STATED GOAL: From the line that has "Where can you see the wooden handrail" down to the final line of the listing below, transcribe every line exactly, and only those.

DATA SHOWN:
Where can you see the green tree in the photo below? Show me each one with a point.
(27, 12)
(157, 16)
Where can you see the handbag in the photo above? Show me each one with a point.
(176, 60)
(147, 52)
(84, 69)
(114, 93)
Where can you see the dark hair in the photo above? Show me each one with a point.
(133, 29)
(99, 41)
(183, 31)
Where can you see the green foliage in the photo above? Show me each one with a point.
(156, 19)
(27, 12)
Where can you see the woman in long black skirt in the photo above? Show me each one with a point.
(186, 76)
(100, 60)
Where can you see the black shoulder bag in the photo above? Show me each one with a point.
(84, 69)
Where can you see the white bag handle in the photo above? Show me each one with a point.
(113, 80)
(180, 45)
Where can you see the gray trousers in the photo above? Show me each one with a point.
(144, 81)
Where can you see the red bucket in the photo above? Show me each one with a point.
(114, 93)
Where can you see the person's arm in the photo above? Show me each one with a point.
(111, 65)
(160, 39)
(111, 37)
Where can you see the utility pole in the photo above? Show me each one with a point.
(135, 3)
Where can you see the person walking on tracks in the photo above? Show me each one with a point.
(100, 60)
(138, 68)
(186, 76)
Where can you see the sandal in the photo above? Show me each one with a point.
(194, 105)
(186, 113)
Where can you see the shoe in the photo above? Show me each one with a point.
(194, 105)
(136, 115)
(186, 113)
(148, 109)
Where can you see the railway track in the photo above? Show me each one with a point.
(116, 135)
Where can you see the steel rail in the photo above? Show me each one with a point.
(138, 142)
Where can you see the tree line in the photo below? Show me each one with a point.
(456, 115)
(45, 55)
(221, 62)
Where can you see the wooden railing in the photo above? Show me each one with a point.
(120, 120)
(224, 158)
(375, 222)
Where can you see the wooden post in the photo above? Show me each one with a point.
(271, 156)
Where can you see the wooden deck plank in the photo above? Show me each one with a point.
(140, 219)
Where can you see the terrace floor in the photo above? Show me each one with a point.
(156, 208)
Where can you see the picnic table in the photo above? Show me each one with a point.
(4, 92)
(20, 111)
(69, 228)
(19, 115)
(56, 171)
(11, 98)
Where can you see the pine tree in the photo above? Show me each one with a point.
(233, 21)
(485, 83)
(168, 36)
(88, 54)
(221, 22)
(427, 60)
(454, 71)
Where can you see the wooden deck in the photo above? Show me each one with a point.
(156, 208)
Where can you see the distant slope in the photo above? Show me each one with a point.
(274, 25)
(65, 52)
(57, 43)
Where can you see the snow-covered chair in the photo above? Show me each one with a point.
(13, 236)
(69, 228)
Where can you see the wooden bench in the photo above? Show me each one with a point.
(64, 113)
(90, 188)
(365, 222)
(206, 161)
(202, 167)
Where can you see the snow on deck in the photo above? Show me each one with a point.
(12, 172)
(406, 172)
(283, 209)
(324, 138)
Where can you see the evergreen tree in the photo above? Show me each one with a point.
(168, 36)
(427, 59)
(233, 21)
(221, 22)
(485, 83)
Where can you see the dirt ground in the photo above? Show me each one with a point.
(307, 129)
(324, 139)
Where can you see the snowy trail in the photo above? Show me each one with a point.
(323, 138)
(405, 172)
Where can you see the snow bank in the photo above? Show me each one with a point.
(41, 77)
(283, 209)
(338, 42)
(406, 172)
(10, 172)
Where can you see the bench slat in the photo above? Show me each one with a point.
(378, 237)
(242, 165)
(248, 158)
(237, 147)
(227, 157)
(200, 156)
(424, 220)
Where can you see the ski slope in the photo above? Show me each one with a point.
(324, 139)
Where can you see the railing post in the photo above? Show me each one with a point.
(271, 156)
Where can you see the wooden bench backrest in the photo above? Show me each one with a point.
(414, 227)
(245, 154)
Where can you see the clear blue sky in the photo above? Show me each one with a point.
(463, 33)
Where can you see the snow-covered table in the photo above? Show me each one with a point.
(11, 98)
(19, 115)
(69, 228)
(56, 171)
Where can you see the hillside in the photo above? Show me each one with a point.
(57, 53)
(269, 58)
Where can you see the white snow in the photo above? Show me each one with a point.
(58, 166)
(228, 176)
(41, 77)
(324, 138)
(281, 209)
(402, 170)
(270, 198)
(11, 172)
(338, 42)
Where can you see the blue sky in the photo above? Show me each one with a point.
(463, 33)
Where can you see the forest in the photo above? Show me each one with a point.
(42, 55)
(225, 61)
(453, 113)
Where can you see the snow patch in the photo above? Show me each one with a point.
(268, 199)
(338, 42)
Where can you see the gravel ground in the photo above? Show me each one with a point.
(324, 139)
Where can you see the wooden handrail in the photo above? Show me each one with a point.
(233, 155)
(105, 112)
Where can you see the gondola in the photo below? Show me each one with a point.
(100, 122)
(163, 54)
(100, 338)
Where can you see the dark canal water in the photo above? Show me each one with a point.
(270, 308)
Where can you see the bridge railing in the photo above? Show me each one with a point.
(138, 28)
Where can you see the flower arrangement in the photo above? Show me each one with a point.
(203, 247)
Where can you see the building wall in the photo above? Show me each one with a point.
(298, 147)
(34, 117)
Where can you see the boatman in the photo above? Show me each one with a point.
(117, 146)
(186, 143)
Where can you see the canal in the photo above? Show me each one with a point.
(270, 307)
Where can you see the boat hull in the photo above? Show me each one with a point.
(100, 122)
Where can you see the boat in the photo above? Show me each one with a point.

ANSWER BELOW:
Where can you see the wooden handrail in the photo above? Show me each one with a point.
(233, 155)
(105, 112)
Where can you see the gondola in the photo below? Show me each one with a point.
(100, 122)
(163, 54)
(100, 338)
Where can you see the dark canal water in the photo above? Show me each one with a point.
(270, 308)
Where can you see the bridge railing in the photo above? Show me each one with a point.
(138, 28)
Where can you see the flower arrangement in the photo above? Show me each one with a point.
(203, 247)
Where can you see the building wall in the photo above? Show me each one with a point.
(298, 147)
(34, 117)
Where can you see the boatman in the photo above? Show me each one with a point.
(117, 146)
(186, 143)
Where can you see the canal in the photo above? Show me each one with a point.
(270, 307)
Where can you see the boat hull in the photo above? Show me each one with a point.
(100, 122)
Where can you see the boat in the photo above? Show me each one with a point.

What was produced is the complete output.